Please return every line below that contains the string "side", copying each one in full. Treat uppercase and lowercase letters as different.

* begin Material for this task *

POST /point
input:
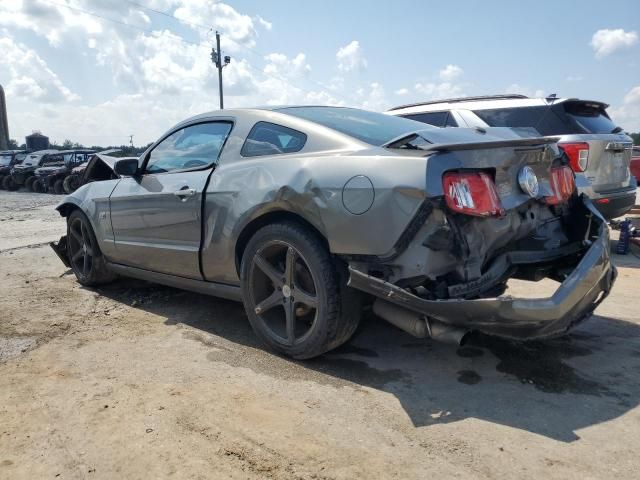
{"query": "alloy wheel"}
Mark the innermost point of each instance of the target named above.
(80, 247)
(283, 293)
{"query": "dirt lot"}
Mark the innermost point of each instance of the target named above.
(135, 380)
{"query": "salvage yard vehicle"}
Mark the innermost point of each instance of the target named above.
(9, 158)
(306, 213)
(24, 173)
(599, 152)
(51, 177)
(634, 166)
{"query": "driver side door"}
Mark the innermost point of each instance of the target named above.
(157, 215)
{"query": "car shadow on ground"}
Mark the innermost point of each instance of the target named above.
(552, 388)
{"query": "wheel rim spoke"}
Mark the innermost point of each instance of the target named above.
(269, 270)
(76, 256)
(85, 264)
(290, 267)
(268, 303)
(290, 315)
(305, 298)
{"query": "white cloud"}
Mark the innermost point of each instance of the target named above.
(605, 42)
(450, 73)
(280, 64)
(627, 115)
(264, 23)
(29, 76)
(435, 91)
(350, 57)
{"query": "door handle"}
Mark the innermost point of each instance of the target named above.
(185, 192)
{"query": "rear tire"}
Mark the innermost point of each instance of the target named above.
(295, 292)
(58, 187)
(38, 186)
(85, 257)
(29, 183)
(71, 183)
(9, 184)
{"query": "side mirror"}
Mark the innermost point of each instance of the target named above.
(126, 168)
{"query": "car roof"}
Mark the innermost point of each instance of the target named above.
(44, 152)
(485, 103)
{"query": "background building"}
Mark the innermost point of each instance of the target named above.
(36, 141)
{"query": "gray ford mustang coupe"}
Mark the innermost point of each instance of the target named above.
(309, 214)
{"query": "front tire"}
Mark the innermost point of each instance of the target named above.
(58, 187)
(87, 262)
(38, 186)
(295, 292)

* end Material for this task *
* begin Material for this task *

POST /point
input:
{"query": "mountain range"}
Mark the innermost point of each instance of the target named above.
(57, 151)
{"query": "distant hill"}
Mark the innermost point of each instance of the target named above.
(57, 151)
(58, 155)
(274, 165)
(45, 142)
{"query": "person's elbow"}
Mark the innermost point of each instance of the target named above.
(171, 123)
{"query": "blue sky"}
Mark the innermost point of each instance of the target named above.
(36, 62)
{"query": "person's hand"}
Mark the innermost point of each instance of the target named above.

* end Material for this task *

Answer below —
{"query": "driver side door"}
{"query": "side mirror"}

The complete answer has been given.